_Written exercise:_ Rewrite the material from the line containing "text, I would be grateful." to the line containing "11L91 113L163 112L166" as a numbered list, both of those lines included and blank lines dropped. Cover only that span.

_Data entries:_

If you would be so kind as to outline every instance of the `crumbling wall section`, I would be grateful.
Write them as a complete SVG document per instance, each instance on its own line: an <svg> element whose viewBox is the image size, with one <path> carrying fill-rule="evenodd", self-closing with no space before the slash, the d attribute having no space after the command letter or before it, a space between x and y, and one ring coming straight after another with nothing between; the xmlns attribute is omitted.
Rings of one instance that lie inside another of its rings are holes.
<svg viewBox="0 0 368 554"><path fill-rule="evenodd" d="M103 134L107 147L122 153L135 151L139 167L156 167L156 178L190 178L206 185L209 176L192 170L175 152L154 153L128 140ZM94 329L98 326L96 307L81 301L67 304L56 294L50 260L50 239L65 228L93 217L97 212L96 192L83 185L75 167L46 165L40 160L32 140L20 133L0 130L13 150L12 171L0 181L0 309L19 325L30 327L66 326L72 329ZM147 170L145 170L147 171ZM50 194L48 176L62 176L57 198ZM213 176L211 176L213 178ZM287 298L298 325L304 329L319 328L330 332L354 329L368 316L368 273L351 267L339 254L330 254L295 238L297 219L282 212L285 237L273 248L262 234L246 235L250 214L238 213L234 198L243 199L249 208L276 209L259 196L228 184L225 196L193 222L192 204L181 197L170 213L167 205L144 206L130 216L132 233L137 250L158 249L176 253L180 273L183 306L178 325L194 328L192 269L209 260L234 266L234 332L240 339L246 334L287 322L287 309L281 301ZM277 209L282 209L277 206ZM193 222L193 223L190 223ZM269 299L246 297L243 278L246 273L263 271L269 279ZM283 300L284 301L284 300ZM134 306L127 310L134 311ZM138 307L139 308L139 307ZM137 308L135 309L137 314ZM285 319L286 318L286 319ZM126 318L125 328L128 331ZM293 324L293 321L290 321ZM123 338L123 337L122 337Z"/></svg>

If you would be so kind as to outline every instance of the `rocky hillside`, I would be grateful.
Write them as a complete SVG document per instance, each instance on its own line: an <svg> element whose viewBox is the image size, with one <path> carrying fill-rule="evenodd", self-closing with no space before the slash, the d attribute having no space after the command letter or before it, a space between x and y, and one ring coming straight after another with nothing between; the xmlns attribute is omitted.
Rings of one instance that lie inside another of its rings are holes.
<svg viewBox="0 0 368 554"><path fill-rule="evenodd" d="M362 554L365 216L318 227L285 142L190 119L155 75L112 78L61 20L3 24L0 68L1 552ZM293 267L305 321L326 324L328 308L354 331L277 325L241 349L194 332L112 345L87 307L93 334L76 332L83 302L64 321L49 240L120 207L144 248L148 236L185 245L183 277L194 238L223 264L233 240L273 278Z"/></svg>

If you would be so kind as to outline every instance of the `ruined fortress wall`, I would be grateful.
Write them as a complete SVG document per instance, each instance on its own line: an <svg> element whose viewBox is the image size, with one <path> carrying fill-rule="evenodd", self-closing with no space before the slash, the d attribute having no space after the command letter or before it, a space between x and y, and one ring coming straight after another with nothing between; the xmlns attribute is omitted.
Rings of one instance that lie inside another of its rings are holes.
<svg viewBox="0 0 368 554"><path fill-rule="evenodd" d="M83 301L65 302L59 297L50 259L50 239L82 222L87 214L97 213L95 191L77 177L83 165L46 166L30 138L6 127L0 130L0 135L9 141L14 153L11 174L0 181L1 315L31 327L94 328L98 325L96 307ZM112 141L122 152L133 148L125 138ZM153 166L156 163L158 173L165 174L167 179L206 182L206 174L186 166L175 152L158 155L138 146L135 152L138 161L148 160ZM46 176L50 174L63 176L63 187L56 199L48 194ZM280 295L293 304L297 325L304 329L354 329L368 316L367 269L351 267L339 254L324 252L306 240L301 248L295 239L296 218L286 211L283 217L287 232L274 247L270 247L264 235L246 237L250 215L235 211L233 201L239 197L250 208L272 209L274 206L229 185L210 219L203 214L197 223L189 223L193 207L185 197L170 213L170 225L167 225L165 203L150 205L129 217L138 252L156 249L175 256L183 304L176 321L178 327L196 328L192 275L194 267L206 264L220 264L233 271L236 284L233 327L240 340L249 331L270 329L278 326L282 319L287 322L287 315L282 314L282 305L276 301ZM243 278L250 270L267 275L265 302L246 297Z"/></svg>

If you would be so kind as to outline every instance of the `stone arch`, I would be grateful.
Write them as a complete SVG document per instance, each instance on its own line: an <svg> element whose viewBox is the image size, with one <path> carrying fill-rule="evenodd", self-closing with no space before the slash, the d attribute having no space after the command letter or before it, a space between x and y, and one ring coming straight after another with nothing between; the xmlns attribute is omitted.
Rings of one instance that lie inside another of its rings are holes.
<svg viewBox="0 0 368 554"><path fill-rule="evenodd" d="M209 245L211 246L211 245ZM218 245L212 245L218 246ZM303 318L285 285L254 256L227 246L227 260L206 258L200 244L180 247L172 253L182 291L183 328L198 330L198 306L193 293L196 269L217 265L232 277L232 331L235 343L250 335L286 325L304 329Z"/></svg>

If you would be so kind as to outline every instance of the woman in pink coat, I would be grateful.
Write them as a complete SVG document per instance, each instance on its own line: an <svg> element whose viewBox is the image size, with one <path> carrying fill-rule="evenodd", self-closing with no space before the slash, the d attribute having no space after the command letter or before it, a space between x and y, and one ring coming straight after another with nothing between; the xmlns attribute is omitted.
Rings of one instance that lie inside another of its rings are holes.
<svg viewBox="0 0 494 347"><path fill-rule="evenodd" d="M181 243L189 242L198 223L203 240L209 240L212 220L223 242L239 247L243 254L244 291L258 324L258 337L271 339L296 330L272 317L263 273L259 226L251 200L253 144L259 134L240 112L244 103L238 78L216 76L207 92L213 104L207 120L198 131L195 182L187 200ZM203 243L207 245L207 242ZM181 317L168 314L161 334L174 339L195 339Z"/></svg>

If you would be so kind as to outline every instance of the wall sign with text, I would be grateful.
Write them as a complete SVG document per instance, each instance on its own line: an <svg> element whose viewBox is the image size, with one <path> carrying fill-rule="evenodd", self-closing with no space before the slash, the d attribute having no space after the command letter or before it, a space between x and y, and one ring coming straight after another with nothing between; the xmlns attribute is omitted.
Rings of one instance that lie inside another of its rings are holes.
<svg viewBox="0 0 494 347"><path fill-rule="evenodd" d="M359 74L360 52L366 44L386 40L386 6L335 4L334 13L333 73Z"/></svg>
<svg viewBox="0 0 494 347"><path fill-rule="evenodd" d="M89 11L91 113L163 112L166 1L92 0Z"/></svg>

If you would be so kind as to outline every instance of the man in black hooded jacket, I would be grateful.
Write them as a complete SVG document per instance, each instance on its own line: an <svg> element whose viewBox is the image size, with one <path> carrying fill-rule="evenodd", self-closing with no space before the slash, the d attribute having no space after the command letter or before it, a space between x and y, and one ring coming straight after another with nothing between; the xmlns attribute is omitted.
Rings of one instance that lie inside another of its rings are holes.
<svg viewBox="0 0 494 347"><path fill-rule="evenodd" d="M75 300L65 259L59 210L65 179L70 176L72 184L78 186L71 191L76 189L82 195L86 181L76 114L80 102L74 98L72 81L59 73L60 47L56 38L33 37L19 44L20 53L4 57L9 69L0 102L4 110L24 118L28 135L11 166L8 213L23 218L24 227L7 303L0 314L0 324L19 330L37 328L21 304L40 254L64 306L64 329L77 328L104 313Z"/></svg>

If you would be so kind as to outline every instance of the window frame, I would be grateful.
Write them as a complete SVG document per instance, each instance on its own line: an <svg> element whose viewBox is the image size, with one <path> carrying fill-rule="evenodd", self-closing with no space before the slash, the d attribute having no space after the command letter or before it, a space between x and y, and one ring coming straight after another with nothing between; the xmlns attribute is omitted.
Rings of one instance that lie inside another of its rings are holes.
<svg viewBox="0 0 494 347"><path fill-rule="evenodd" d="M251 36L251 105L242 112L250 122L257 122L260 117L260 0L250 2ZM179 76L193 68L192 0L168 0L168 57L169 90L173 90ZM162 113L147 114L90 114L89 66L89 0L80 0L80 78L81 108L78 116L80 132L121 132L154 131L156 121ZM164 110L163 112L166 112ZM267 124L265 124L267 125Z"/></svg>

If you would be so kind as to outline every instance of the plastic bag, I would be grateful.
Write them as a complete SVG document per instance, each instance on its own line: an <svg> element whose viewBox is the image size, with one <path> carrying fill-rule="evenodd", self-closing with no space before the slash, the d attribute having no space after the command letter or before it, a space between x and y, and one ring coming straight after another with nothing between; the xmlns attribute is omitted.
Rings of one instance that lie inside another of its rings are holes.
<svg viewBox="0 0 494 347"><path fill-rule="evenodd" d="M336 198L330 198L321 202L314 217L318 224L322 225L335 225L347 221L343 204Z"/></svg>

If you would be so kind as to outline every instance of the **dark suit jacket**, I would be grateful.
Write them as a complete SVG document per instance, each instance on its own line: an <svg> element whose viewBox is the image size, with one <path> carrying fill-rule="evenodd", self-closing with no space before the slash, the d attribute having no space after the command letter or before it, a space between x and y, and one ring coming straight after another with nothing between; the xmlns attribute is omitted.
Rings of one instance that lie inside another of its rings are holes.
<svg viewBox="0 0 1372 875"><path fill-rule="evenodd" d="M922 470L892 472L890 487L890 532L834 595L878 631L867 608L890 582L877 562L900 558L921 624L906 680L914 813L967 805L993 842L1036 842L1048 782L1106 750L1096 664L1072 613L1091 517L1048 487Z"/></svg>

_Task output:_
1. If you would be so kind as to outline every instance of the wall sign with text, I would be grateful.
2. Write them as a complete SVG document per instance, each instance on its own line: an <svg> element whose viewBox is the image size, with one <path> carrying fill-rule="evenodd", self-closing with no space before the slash, the d attribute having no space after the command letter or before it, a space between x and y, and one ring coming straight after another with nothing between; the xmlns attribute is omitted.
3. Rings of one instance that lie inside another of its rings are holes.
4. <svg viewBox="0 0 494 347"><path fill-rule="evenodd" d="M359 74L360 52L366 44L386 40L386 6L335 4L334 13L333 73Z"/></svg>
5. <svg viewBox="0 0 494 347"><path fill-rule="evenodd" d="M89 11L91 113L163 112L166 1L92 0Z"/></svg>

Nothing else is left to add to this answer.